=== Document passage ===
Polymeric relative permeability modifiers enhance oil recovery

May 22, 2024
Conventional water shut-off often uses mechanical isolation or fluid gel-resin options. In restrictive SIMOPs scenarios or adverse price environments, operators struggle to justify conventional intervention strategies.

Ksenia Arkhipova O’Connor
Louis S. Caiola III
Rebecca Casillas
Elsa Garcia
Ryan van Zanten
Alexander Patalakha

Shell USA
Houston
New Orleans

Conventional water shut-off often uses mechanical isolation or fluid gel-resin options. In restrictive simultaneous operations (SIMOPs) scenarios or adverse price environments, operators struggle to justify conventional intervention strategies such as a wireline deployed mechanical isolation. Relative permeability modifier (RPM) engineered fluid systems, however, offer an advantage by avoiding a rig, wireline, or coiled tubing unit for deployment.

Shell USA Inc. combined RPMs with acid stimulation in two candidate wells with high water cut and relatively low permeability at Auger field in the Gulf of Mexico (GOM). Application of an RPM treatment, especially with acid staging, is a relatively novel GOM implementation.

Overall results were positive and the increase in rates following RPM treatment exceeded those anticipated solely for acid stimulations. Water cut reduction, however, was only partially successful and short-lived. The total project broke even within a couple weeks based on incremental production above baseline after treatment.

RPM applications 

RPMs are pumped from surface to adsorb onto water-wet pore surfaces, altering relative fluid permeability and reducing water movement while allowing hydrocarbon flow (Fig. 1). They treat the reservoir without mutual solvents or surfactants and can be more cost effective with lower operational risk than mechanical water shut off. Polymers are typically used in RPMs with variations in structure, crosslinking, and buffering chemistry.

RPMs can comprise part of a larger stimulation fluid package. When included as part of an acid package, RPM stages can provide strong diversion and maximize interval coverage efficiency for main-stage treatments to target more hydrocarbon-prolific zones. Hybridized treatments, however, may reduce RPM effectiveness due to polymer and acid chemical interactions. In these cases, separate RPM pills optimize reservoir treatment.

An operator can maximize the probability of success (PoS) of these treatments by selecting candidates that offer the correct mix of net well flow rate, producing interval geological architecture, and fluid system-staging in pumping operations. Table 1 shows the ideal well conditions for RPM applications. Field data suggest the lower limit should be 100 md given pumping-injectivity problems observed for the RPM-heavy crosslinked polymer.

The effective permeability of a candidate well is critical given the size of the crosslinked RPM polymer. RPM polymers should be tailored to the pore throat architecture. There are limited commercial RPM options to explore, but optimized RPM polymers are possible through stronger formation-optimized adsorption properties, additive nanotechnology, and emulsion resistant crosslinking or gelant properties. Additionally, temperature-dependent polymeric shearing and viscosity are important factors for effective interval coverage.

Auger

The Auger tension leg platform (TLP) in the western Gulf of Mexico produces from parts of nine Garden Banks offshore US continental shelf lease blocks. Auger has mainly gas condensate wells, but some wells exhibit black oil characteristics. First oil was achieved in 1994.
=== Listed entries ===
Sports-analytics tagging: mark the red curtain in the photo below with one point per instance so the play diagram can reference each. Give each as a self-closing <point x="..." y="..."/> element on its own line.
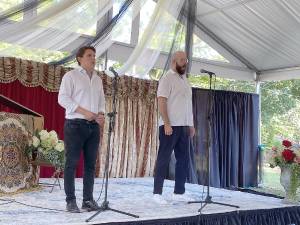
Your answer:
<point x="42" y="102"/>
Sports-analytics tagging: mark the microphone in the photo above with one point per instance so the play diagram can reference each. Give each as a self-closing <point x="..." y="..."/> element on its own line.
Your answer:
<point x="206" y="71"/>
<point x="113" y="71"/>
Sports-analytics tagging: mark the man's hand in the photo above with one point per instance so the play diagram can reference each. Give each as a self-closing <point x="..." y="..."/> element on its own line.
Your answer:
<point x="90" y="116"/>
<point x="192" y="131"/>
<point x="168" y="129"/>
<point x="100" y="119"/>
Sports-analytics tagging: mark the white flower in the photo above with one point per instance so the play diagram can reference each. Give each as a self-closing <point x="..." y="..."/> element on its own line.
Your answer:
<point x="46" y="144"/>
<point x="60" y="146"/>
<point x="35" y="141"/>
<point x="53" y="134"/>
<point x="44" y="135"/>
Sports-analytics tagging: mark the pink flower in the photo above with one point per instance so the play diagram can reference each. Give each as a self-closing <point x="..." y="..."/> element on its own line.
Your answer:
<point x="288" y="155"/>
<point x="286" y="143"/>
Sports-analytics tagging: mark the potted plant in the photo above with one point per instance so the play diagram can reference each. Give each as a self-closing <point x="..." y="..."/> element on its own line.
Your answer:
<point x="286" y="155"/>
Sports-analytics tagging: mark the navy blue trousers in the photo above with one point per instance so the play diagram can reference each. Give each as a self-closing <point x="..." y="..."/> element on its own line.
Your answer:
<point x="179" y="142"/>
<point x="80" y="134"/>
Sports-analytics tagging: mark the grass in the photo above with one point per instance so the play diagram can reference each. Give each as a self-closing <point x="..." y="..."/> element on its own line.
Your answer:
<point x="271" y="183"/>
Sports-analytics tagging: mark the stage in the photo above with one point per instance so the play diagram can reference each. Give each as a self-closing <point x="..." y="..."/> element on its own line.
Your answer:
<point x="134" y="195"/>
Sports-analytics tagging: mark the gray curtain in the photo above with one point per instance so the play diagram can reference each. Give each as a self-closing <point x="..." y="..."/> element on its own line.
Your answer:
<point x="234" y="139"/>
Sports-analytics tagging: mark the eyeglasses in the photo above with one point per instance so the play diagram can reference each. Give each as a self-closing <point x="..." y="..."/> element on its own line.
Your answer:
<point x="183" y="61"/>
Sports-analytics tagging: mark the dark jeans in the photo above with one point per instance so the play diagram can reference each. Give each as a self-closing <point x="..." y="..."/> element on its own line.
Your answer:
<point x="80" y="135"/>
<point x="179" y="142"/>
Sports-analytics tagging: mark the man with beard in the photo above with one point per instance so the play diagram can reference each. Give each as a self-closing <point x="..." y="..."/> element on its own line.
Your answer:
<point x="176" y="127"/>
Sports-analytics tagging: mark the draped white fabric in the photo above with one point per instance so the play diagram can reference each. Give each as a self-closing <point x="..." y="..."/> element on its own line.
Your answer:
<point x="162" y="23"/>
<point x="254" y="35"/>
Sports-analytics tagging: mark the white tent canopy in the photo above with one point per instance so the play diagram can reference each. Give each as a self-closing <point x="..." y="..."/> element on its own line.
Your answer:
<point x="258" y="38"/>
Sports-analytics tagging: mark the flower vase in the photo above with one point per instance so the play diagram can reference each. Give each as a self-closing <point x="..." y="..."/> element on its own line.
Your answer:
<point x="286" y="182"/>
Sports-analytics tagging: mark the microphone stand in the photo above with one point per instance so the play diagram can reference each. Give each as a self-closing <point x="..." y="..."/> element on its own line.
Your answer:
<point x="208" y="199"/>
<point x="105" y="204"/>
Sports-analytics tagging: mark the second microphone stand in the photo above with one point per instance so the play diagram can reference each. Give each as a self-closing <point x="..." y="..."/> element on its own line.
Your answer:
<point x="112" y="115"/>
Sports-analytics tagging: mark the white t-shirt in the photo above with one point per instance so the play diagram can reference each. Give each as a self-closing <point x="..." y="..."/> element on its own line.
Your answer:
<point x="78" y="89"/>
<point x="178" y="92"/>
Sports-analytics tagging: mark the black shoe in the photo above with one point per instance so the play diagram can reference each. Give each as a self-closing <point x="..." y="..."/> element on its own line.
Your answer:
<point x="72" y="207"/>
<point x="90" y="205"/>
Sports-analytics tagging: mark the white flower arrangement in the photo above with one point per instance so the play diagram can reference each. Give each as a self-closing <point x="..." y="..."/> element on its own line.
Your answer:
<point x="47" y="147"/>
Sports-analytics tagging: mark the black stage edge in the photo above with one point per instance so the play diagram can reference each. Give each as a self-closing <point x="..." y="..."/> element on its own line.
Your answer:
<point x="277" y="216"/>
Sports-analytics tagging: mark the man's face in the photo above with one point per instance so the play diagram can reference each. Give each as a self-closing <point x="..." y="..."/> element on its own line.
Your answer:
<point x="181" y="64"/>
<point x="88" y="60"/>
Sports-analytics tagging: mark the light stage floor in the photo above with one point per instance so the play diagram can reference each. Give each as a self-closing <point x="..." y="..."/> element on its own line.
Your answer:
<point x="132" y="195"/>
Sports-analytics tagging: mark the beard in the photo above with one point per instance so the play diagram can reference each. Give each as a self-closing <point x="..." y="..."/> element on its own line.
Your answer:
<point x="180" y="69"/>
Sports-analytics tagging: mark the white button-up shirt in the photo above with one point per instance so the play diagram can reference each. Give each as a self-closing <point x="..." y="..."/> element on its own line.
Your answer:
<point x="78" y="89"/>
<point x="178" y="92"/>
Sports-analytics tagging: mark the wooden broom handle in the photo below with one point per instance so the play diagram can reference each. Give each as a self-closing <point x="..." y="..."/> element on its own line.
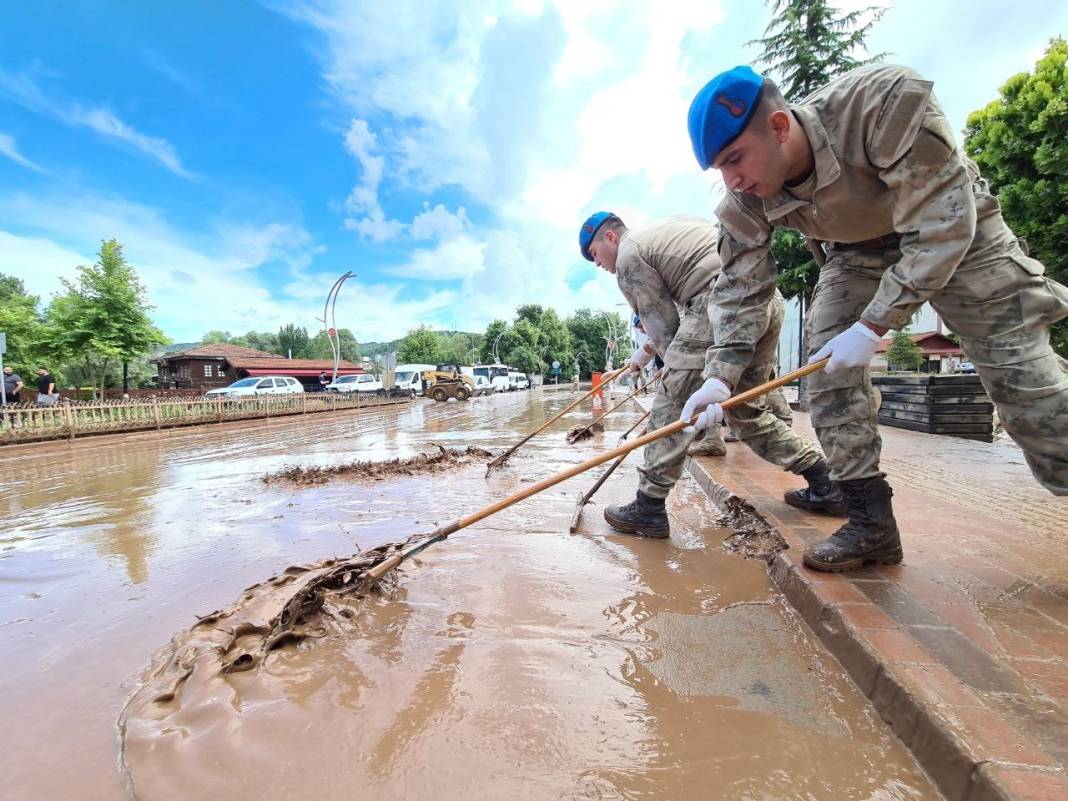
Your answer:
<point x="666" y="430"/>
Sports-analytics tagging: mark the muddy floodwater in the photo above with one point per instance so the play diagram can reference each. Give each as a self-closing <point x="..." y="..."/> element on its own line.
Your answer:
<point x="513" y="660"/>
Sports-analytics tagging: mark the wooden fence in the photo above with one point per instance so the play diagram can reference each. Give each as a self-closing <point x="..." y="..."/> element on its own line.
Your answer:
<point x="66" y="420"/>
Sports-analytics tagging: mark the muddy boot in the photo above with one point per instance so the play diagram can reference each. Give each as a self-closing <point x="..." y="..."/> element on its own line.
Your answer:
<point x="709" y="444"/>
<point x="869" y="536"/>
<point x="644" y="516"/>
<point x="820" y="495"/>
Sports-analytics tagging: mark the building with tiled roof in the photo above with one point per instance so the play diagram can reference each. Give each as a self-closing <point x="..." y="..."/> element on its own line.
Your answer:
<point x="219" y="364"/>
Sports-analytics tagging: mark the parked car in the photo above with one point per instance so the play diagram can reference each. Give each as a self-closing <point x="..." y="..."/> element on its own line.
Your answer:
<point x="359" y="383"/>
<point x="264" y="386"/>
<point x="410" y="377"/>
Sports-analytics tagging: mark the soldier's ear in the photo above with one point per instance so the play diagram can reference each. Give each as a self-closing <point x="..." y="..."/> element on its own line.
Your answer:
<point x="779" y="125"/>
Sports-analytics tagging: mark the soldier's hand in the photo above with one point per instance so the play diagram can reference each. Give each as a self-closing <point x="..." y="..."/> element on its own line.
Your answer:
<point x="707" y="401"/>
<point x="851" y="348"/>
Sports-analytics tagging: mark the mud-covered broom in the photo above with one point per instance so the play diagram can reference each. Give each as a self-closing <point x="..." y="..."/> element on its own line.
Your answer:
<point x="584" y="498"/>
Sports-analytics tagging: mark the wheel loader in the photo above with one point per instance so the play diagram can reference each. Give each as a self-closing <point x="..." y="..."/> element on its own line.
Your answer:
<point x="448" y="381"/>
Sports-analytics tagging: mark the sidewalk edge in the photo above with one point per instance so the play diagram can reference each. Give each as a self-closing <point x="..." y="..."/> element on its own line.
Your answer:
<point x="970" y="753"/>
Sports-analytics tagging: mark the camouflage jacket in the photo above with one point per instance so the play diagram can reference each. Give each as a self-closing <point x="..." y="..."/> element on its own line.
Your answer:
<point x="660" y="268"/>
<point x="885" y="162"/>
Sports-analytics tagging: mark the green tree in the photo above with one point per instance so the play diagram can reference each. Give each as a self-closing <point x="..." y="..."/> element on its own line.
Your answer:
<point x="265" y="341"/>
<point x="318" y="347"/>
<point x="555" y="343"/>
<point x="293" y="341"/>
<point x="20" y="319"/>
<point x="805" y="45"/>
<point x="904" y="352"/>
<point x="809" y="42"/>
<point x="101" y="319"/>
<point x="490" y="341"/>
<point x="421" y="346"/>
<point x="1020" y="142"/>
<point x="589" y="331"/>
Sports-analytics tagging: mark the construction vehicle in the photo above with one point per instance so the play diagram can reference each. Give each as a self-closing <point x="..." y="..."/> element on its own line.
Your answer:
===
**Exercise task 1**: In the article on relative permeability modifiers, condense the paragraph beginning "RPMs can comprise part of a larger stimulation fluid package" into a bulleted list that keeps its main facts.
**Exercise task 2**: Reproduce word for word the part of the article on relative permeability modifiers that opens with the words containing "Ksenia Arkhipova O’Connor" and closes with "novel GOM implementation.".

**Written solution 1**:
- RPMs can be one part of a larger stimulation fluid package.
- In an acid package, RPM stages can provide strong diversion and maximize interval coverage efficiency for main-stage treatments aimed at more hydrocarbon-prolific zones.
- Hybridized treatments may reduce RPM effectiveness because of chemical interactions between polymer and acid.
- In those cases, separate RPM pills optimize reservoir treatment.

**Written solution 2**:
Ksenia Arkhipova O’Connor
Louis S. Caiola III
Rebecca Casillas
Elsa Garcia
Ryan van Zanten
Alexander Patalakha

Shell USA
Houston
New Orleans

Conventional water shut-off often uses mechanical isolation or fluid gel-resin options. In restrictive simultaneous operations (SIMOPs) scenarios or adverse price environments, operators struggle to justify conventional intervention strategies such as a wireline deployed mechanical isolation. Relative permeability modifier (RPM) engineered fluid systems, however, offer an advantage by avoiding a rig, wireline, or coiled tubing unit for deployment.

Shell USA Inc. combined RPMs with acid stimulation in two candidate wells with high water cut and relatively low permeability at Auger field in the Gulf of Mexico (GOM). Application of an RPM treatment, especially with acid staging, is a relatively novel GOM implementation.